Excerpted data>
===============

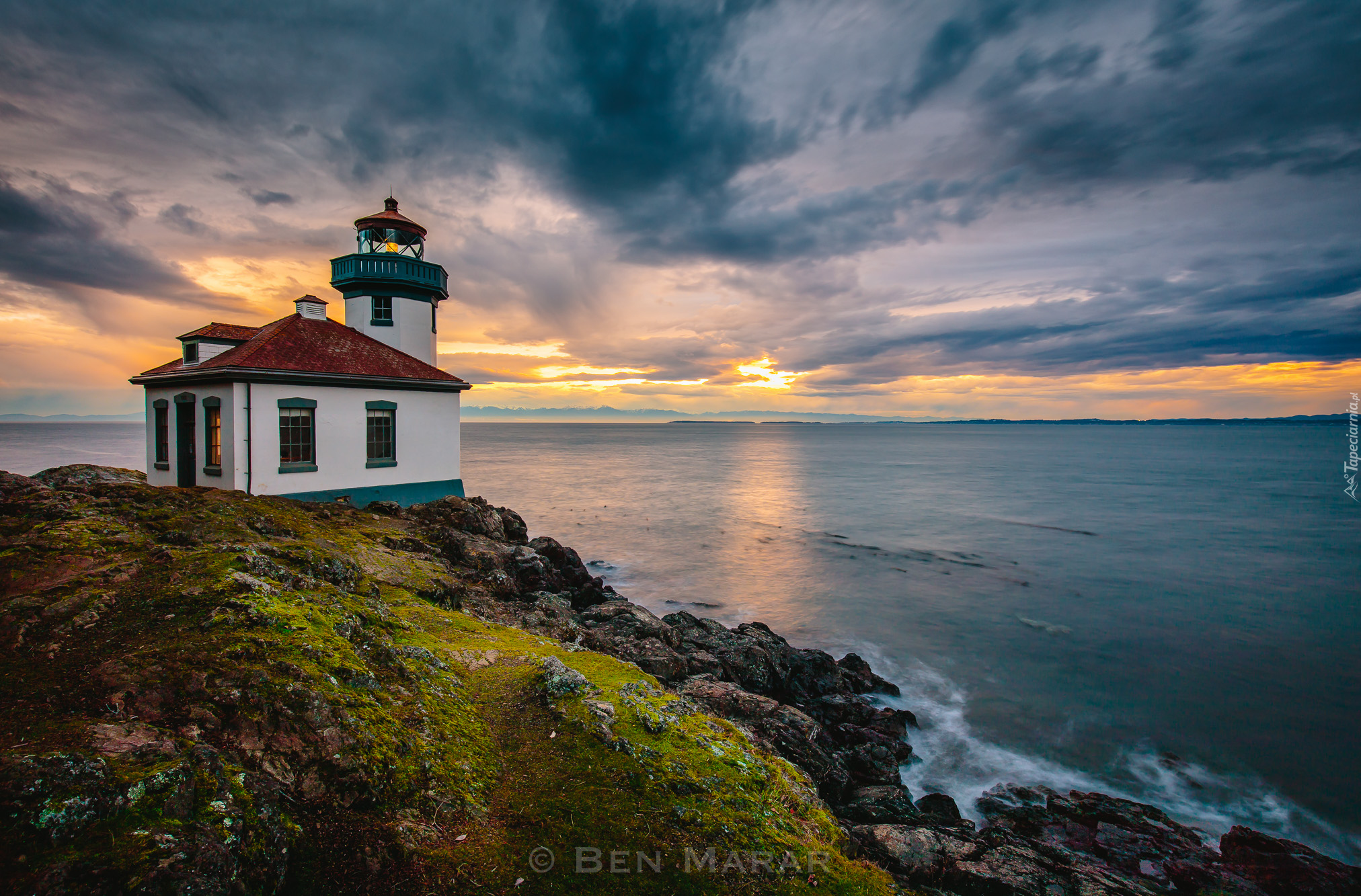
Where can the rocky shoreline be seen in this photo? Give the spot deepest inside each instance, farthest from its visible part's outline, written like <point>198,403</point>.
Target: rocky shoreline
<point>801,704</point>
<point>813,710</point>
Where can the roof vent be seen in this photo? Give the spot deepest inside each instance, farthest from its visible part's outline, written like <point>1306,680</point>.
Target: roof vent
<point>311,308</point>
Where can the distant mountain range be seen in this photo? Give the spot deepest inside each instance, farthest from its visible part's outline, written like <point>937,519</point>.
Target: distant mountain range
<point>74,417</point>
<point>606,413</point>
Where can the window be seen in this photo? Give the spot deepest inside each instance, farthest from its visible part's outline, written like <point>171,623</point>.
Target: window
<point>163,436</point>
<point>212,436</point>
<point>383,445</point>
<point>296,444</point>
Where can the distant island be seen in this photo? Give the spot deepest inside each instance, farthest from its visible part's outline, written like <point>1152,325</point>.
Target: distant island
<point>606,413</point>
<point>74,417</point>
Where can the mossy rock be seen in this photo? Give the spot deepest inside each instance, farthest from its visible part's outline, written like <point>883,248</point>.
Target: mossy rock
<point>215,692</point>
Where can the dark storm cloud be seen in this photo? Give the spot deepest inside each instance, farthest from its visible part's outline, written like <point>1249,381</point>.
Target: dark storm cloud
<point>270,198</point>
<point>1276,85</point>
<point>647,117</point>
<point>56,237</point>
<point>182,218</point>
<point>1206,317</point>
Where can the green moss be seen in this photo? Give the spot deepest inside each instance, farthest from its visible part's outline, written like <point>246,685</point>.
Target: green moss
<point>392,725</point>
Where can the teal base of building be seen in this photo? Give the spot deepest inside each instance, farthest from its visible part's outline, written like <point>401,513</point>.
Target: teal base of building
<point>405,494</point>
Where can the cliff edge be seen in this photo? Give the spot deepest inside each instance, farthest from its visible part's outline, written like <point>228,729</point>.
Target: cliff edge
<point>210,692</point>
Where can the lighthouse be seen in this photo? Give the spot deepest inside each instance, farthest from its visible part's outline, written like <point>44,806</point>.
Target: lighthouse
<point>391,292</point>
<point>309,408</point>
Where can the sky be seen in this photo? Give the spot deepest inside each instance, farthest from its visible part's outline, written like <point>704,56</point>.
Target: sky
<point>1005,208</point>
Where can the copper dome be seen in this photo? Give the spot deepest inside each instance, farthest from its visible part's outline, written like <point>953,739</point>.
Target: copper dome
<point>389,219</point>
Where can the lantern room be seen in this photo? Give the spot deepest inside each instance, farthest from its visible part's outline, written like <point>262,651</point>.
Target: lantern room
<point>391,231</point>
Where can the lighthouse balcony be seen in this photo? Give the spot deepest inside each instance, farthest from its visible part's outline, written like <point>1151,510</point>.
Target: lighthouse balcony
<point>360,274</point>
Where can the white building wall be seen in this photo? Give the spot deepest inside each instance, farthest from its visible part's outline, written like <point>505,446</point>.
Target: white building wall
<point>225,393</point>
<point>410,331</point>
<point>426,440</point>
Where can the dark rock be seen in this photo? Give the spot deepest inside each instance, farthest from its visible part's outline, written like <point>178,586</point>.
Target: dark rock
<point>1285,868</point>
<point>862,679</point>
<point>13,485</point>
<point>89,475</point>
<point>941,807</point>
<point>559,680</point>
<point>59,795</point>
<point>515,528</point>
<point>880,804</point>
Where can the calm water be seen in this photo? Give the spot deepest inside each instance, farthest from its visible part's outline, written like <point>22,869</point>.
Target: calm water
<point>1060,604</point>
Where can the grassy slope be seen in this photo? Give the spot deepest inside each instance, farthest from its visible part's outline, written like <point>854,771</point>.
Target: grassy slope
<point>122,608</point>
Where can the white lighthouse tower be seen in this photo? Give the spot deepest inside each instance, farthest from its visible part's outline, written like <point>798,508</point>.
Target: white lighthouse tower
<point>389,291</point>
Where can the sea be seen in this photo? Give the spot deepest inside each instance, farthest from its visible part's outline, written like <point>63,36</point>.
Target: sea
<point>1167,614</point>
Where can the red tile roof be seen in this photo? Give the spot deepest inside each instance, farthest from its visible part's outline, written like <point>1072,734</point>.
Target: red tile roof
<point>299,344</point>
<point>223,331</point>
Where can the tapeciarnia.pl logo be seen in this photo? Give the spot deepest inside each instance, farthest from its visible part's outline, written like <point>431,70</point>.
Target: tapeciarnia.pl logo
<point>590,860</point>
<point>1349,466</point>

===============

Directions> Rewrite all of the lines above with each "farthest from" changed to "most distant from" and nothing else altered, omitting the pictures.

Exercise result>
Where can the rocky shoreline be seen in this photo? Give the spot deepest inside each instance, most distant from its visible part's outline, written like <point>198,403</point>.
Target: rocky shoreline
<point>801,704</point>
<point>813,710</point>
Where can the roof vent be seen in this photo? Give the spot deepest inside each instance, most distant from its visible part's outline, written like <point>1306,680</point>.
Target: roof vent
<point>311,308</point>
Where can the distant mountain range be seen in this photo? Give the spot deepest inside each instance, most distant from its visible part's outline, written like <point>937,519</point>.
Target: distant mountain range
<point>74,417</point>
<point>606,413</point>
Where can the window be seen in this photo? Give the spot deepest inside each instance, most distant from its visible part's outline, written like <point>171,623</point>.
Target: window
<point>163,436</point>
<point>212,436</point>
<point>383,445</point>
<point>296,444</point>
Where can the distant island be seen in this photo? Give the spot deepest inside each instance, most distant from its visible part's outline, written like <point>1152,325</point>.
Target: distant island
<point>606,413</point>
<point>74,417</point>
Where can the mossy rock be seen in this photo? Give the spot deepest inside each instance, most distant from its visible part's outline, written like <point>883,248</point>.
Target: mossy rock
<point>215,692</point>
Where can the dark storm cloud be seen in this photo? Give the spot deepest inside each instance, most distant from its visible part's outline, written like <point>1249,381</point>.
Target: dark storm cloud
<point>270,198</point>
<point>1276,85</point>
<point>647,117</point>
<point>56,237</point>
<point>182,218</point>
<point>1206,317</point>
Where can the green moss be seen in this photo? Give the spot deepest inside each instance, most distant from its visible part's outline, written like <point>246,685</point>.
Target: green moss
<point>392,725</point>
Where can the teal base of building be seen in this photo? Give the spot deepest inside each instance, most distant from its visible part's outline, written like <point>401,513</point>.
Target: teal base of building
<point>405,494</point>
Where can the cliff edge be seen in this photo? Give the spot deepest inside each instance, most distant from its visible part's outline, written like <point>228,729</point>.
Target: cliff edge
<point>210,692</point>
Where can the lighthouse be seen in this photo? Give the spot deepest inside each instance, most distant from its visible part's outline, written like <point>44,806</point>.
Target: lighthouse
<point>391,292</point>
<point>309,408</point>
Where can the sky be seen in this photo? Give the spot deepest inside each instance, most distant from its visible part's outline, written like <point>704,56</point>.
Target: sky
<point>1005,208</point>
Where can the copper dome be seen in this photo? Give the spot deepest inside each instance, most distant from its visible part's outline, written like <point>953,739</point>.
Target: copper dome
<point>389,219</point>
Where can the lantern room be seen in this photo? Give the spot deepest inside each instance, most distant from its visible part's outline, written like <point>262,651</point>.
Target: lantern room
<point>391,231</point>
Where can the lighthouse balcony be seen in this photo? Give the spot deepest inside each instance, most distant from its visible part's outline, written like <point>1151,510</point>.
Target: lighthouse balcony
<point>360,274</point>
Where can the white building wall be seen in this photo? Give the spot deepest inside each instance, most distant from its visible part's outline, written like <point>505,446</point>.
Target: white building wall
<point>225,393</point>
<point>410,331</point>
<point>426,440</point>
Where can the dark rock be seen in this photo? Give the spot deepest inside each instance, most distant from its visible part's outline, written like <point>178,586</point>.
Target: dark rock
<point>1285,868</point>
<point>862,679</point>
<point>13,485</point>
<point>89,475</point>
<point>941,807</point>
<point>559,680</point>
<point>59,795</point>
<point>515,528</point>
<point>880,804</point>
Where can the calm water be seen in this photo? Give the spot deepest inside each instance, most distant from its visible part's outline, written like <point>22,869</point>.
Target: calm water
<point>1060,604</point>
Where can the grassy slope be seen in this photo? Give the spot deepest inside each instance, most distant from its visible part's outline, written like <point>854,771</point>.
Target: grassy slope
<point>122,608</point>
Where can the white lighthouse tower be seen in this photo? Give the spot deepest inside each instance, most distant from its visible part's outline, written like <point>798,508</point>.
Target: white lighthouse tower
<point>389,291</point>
Where can the sea be seen in this photo? Give the spot deepest inside each instance, most distant from its visible part's outline, written like <point>63,36</point>.
Target: sea
<point>1167,614</point>
Where can the red tile roof be seen in this photo? Give the spot deepest inside each instance, most distant from its visible part's outline, written like <point>1072,734</point>.
Target: red tile roof
<point>299,344</point>
<point>223,331</point>
Where can the tapeciarnia.pl logo be seen in this photo? Give the spot deepest inside each instance, most distant from its visible part's outline, written like <point>431,70</point>.
Target: tapeciarnia.pl logo
<point>590,860</point>
<point>1349,466</point>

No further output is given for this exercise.